Please return the full listing below without altering anything.

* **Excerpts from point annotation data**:
● ● ● ● ● ● ●

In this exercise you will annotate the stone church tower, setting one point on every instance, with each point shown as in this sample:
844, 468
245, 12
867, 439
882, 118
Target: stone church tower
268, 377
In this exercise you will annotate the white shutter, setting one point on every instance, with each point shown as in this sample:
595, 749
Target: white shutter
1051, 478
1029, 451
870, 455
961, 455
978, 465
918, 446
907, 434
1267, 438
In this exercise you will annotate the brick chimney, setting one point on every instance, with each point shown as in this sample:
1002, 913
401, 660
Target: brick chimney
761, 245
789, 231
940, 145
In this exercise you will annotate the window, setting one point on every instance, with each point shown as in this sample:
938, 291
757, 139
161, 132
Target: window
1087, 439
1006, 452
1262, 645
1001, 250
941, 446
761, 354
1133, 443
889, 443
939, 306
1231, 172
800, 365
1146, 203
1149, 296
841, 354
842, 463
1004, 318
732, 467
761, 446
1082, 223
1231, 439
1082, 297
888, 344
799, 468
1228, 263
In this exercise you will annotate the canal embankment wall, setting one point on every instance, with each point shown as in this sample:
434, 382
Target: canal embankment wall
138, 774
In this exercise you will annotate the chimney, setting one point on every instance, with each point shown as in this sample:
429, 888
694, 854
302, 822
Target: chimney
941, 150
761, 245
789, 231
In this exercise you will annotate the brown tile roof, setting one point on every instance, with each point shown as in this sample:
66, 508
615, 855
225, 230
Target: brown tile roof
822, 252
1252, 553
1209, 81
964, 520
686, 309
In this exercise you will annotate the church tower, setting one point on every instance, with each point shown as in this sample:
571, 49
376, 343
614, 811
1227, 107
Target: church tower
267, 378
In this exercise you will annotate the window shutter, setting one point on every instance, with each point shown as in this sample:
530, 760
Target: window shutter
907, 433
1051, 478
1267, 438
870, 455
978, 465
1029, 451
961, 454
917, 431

● ● ● ● ● ● ●

* **Output for this exercise**:
In this exercise you will annotate the stone church tower, setting one point on every instance, with each point shown as in this sample:
844, 468
245, 12
867, 439
882, 118
Target: stone church tower
268, 377
In this exercise you will annotate the white shutter, setting one point on every instance, with each point shown as in this sample:
595, 749
Target: white shutter
1051, 478
1029, 451
870, 455
961, 455
978, 465
918, 446
907, 434
1267, 438
In this exercise you will annotate the brick chimney, setting one point on every instance, with each point shown as in this sample:
1002, 913
401, 660
Target: brick chimney
761, 245
789, 231
940, 145
In this exercise you will annotate the window, setting one point on every instance, with each point shown as in this sample:
938, 291
757, 139
161, 132
Target: window
1087, 439
1006, 452
1262, 645
1001, 250
941, 446
761, 354
1133, 443
889, 443
939, 306
1231, 172
800, 365
1146, 203
1149, 296
841, 354
842, 463
1004, 318
732, 467
761, 446
1082, 223
1231, 439
1082, 297
888, 344
799, 468
1228, 263
In this exercise you will annotate the canal embankment wall, setting one point on every instance, with each point shown as in this sample:
434, 382
Target: canal embankment wall
138, 774
In this exercise you will annotate the chimney, setting one point on every instance, with each point shown as in this sample:
429, 888
694, 854
302, 822
Target: chimney
941, 150
761, 245
789, 231
In this exercise you will annotate the brown tile roof, setting one point on every instance, with each point shown as in this sample:
66, 508
615, 855
225, 230
Target: brown tile roof
822, 252
1252, 553
1209, 81
964, 520
686, 309
In this exercise you will annotate the church tower, setting one point on every instance, with each point shown as in this sample:
571, 49
376, 343
614, 811
1227, 107
Target: church tower
267, 378
In this exercise you will annotate the window shutter, setting one point on every instance, with each point shown as in this sample:
530, 760
Target: window shutter
907, 433
1051, 478
1267, 438
870, 455
978, 465
1029, 451
961, 454
917, 431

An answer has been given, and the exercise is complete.